◆ Written exercise: Pull out each line in the stored records that contains the string "jacket" and copy it in full.

Stored records

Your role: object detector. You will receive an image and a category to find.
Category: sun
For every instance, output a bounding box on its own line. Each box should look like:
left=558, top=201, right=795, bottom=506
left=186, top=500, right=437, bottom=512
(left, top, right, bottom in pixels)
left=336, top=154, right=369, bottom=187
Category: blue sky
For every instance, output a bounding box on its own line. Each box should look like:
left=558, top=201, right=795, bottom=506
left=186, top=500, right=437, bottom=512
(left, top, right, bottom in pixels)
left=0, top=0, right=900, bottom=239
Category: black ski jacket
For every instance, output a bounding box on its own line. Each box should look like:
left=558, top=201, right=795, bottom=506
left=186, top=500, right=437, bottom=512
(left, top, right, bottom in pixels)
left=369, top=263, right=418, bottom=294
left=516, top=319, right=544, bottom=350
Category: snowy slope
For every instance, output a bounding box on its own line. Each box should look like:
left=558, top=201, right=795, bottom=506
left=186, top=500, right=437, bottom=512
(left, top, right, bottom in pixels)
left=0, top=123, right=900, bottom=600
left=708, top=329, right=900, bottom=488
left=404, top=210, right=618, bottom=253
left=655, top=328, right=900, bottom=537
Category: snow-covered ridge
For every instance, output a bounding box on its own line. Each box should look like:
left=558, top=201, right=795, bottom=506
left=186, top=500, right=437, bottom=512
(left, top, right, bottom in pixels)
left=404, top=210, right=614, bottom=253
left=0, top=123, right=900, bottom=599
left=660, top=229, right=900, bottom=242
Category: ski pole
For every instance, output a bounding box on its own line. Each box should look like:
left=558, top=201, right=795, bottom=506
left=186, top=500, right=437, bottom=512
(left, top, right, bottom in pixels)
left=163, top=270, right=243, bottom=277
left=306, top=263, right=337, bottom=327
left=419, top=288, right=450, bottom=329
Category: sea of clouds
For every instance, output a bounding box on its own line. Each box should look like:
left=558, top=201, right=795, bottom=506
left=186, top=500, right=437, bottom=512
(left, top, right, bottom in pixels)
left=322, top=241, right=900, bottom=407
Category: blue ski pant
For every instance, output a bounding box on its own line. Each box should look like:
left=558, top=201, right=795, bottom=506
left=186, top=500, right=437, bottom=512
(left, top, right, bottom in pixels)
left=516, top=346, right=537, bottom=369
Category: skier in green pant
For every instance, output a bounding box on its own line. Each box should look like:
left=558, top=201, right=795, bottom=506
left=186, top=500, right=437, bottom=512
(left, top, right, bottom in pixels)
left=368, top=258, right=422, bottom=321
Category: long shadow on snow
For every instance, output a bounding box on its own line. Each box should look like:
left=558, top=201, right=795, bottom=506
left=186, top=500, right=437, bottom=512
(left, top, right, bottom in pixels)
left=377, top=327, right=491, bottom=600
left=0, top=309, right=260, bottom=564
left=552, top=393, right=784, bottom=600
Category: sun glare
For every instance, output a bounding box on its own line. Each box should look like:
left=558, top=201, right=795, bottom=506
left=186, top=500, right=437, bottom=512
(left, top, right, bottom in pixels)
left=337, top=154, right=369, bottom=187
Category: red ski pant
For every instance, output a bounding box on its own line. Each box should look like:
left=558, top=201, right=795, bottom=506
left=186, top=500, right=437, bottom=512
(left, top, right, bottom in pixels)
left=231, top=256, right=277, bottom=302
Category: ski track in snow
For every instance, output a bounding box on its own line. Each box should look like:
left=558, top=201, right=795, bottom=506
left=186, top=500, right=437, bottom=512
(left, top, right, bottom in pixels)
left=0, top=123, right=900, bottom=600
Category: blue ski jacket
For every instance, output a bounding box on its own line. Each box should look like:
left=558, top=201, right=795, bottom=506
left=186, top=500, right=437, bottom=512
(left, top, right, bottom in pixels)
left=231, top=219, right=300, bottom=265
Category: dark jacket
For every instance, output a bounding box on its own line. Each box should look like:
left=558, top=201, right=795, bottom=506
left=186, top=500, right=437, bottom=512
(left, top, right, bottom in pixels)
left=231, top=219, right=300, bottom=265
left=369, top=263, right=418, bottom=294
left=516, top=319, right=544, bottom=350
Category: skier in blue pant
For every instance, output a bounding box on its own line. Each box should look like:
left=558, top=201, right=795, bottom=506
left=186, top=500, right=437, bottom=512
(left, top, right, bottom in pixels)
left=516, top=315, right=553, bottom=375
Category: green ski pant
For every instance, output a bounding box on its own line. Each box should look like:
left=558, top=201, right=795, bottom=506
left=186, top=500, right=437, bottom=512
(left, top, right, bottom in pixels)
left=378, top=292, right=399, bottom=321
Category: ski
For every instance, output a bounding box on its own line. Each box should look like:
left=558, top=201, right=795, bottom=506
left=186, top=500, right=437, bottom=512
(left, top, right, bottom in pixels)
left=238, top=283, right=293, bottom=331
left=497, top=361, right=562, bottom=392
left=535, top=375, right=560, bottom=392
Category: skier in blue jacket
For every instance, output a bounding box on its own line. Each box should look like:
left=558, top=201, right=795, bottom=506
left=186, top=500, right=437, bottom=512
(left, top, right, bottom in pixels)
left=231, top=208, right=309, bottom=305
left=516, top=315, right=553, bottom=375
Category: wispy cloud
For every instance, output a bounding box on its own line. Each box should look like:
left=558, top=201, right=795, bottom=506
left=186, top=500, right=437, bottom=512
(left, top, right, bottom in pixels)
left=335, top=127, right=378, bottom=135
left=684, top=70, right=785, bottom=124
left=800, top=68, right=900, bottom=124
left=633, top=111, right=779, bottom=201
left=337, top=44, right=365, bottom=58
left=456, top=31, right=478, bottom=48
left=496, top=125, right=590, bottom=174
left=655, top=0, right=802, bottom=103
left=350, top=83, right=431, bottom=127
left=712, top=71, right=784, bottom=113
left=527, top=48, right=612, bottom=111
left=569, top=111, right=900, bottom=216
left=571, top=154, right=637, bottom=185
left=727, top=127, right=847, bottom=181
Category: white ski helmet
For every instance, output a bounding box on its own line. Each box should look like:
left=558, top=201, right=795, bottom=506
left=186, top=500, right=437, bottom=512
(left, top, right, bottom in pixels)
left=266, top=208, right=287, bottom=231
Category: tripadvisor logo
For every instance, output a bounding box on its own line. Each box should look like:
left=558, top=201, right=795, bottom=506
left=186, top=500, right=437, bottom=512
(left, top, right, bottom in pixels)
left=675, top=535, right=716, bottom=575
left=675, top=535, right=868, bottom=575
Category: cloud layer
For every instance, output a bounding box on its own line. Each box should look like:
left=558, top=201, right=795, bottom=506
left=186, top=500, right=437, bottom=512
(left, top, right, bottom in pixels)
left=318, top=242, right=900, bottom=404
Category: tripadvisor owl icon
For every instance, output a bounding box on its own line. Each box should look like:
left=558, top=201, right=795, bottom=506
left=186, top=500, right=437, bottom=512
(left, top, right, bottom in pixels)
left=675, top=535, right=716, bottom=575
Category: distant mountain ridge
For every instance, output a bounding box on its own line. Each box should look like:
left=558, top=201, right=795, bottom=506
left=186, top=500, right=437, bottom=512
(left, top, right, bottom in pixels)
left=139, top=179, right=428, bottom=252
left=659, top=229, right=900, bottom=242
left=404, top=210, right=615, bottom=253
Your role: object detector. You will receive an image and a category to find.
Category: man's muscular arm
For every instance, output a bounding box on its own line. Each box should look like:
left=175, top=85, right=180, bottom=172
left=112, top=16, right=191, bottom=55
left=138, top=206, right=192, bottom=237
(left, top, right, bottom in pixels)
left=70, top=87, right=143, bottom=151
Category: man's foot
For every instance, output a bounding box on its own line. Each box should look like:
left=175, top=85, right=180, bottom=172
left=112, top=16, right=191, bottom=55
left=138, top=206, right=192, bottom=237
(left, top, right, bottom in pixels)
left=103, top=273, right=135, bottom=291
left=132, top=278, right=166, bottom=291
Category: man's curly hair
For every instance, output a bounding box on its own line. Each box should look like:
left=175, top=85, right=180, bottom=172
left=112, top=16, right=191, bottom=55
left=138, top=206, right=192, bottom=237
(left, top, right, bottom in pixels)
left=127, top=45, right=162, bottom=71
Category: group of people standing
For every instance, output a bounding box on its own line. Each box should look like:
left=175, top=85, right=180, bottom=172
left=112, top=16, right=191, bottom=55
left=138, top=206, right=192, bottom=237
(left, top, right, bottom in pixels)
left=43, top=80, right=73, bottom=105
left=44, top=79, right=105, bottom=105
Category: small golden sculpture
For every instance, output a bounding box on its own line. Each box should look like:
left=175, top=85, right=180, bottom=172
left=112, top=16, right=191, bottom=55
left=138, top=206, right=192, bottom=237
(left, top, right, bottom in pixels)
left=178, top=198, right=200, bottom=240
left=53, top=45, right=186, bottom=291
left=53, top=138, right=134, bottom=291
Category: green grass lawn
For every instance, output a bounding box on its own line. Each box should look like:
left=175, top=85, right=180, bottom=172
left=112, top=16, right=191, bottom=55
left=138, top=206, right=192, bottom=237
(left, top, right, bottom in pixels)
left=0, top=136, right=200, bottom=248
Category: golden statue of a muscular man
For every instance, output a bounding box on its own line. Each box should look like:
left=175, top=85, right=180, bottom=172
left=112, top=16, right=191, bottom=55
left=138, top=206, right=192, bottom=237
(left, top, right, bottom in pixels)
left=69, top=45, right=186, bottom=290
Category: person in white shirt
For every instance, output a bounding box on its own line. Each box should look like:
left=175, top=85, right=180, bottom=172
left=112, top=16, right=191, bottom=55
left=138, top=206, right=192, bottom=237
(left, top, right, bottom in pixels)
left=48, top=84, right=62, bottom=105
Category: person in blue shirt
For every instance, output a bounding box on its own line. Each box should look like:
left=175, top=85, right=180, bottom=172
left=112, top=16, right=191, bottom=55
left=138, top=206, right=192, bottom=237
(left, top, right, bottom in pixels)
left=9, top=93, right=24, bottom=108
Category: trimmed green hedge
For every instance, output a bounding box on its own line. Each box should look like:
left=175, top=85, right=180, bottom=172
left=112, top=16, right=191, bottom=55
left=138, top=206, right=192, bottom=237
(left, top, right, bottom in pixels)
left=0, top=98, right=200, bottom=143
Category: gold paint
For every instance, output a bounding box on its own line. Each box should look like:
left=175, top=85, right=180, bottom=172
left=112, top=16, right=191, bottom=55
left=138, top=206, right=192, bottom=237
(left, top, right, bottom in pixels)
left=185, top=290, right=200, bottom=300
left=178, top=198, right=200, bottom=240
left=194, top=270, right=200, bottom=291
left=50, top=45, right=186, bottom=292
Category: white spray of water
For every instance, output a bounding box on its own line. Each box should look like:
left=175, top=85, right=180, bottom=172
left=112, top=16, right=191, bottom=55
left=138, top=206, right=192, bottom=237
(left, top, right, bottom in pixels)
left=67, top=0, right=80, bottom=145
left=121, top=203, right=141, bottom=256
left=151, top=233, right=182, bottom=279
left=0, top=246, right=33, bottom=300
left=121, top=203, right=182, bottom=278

◆ Task output:
Category: black ski jacket
Category: blue ski jacket
Category: dark jacket
Category: skier in blue jacket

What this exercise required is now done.